┏━━

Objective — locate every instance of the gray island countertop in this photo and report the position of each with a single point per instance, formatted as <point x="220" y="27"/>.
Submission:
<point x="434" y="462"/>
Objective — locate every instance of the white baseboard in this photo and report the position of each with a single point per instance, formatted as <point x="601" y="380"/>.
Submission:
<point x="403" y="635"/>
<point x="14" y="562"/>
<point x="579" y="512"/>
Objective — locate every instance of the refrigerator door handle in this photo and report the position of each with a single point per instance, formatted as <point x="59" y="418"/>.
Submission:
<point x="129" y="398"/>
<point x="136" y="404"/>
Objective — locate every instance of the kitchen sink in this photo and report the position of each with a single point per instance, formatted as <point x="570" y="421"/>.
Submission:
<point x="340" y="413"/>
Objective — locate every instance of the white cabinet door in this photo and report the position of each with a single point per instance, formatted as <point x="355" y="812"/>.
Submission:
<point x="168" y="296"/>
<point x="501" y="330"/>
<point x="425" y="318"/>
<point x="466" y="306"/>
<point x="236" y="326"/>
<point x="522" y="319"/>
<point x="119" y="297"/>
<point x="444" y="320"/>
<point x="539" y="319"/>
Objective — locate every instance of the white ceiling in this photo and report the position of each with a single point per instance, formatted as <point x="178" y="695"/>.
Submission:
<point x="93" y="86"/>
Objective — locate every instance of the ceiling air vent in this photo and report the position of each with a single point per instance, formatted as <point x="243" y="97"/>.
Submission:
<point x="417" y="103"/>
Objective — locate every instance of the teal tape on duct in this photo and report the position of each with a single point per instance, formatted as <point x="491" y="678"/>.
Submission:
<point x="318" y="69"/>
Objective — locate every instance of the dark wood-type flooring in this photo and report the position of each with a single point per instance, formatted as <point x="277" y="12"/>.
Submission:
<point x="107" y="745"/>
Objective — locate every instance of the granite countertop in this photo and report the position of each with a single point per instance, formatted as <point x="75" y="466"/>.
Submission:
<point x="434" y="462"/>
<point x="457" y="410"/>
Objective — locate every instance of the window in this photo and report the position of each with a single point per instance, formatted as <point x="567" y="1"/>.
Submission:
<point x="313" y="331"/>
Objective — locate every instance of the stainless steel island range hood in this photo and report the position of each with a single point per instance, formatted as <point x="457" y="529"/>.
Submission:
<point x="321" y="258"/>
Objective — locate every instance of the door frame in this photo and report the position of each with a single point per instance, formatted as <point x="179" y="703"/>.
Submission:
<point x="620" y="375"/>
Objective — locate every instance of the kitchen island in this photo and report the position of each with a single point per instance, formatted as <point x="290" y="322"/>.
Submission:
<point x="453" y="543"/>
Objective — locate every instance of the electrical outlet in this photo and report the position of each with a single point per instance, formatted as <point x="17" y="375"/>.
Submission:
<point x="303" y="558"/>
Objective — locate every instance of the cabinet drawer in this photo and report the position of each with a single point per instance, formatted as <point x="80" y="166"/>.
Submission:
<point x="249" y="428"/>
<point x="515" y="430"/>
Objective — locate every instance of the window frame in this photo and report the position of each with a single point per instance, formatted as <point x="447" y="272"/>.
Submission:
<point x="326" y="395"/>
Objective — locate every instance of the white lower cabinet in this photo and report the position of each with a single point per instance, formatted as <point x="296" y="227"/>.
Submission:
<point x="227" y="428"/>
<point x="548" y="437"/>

┗━━
┏━━

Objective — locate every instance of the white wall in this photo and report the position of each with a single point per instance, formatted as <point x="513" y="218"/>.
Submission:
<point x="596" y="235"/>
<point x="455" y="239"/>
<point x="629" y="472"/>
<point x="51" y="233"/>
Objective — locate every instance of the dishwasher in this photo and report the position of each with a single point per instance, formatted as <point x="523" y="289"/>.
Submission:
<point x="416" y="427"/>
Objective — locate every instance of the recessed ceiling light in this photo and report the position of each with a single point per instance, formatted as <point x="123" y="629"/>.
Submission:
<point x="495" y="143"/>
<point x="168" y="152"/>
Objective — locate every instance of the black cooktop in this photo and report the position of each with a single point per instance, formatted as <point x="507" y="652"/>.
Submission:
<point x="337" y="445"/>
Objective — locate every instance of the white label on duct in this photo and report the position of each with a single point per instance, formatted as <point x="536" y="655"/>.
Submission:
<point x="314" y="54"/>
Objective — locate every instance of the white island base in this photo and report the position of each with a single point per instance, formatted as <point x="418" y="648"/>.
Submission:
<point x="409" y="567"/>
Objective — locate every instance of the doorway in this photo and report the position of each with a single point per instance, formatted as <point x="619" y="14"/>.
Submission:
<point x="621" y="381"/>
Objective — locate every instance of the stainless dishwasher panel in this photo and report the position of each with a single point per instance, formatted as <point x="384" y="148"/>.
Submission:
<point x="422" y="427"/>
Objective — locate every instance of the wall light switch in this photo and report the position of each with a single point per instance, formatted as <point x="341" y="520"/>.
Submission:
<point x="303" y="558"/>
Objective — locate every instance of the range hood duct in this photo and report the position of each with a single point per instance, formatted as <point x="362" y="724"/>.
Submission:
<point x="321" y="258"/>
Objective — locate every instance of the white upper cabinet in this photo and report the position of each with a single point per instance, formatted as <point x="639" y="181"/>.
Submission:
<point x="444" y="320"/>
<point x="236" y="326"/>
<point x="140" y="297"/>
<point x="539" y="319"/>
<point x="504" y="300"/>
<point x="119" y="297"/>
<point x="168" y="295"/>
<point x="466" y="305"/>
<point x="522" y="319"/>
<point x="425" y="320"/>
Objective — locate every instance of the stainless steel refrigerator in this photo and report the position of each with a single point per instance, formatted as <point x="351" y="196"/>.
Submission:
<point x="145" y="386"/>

┗━━

Objective: Pull out every line of the material above that contains the word "kitchen" and copy each one in full.

Task result:
Objective — locate every instance of the kitchen sink in this photo and report the position of each with a single point per instance, formatted as <point x="570" y="421"/>.
Objective — locate every instance of the kitchen island in this photo and report the position of each with a single point per instance, formatted as <point x="290" y="322"/>.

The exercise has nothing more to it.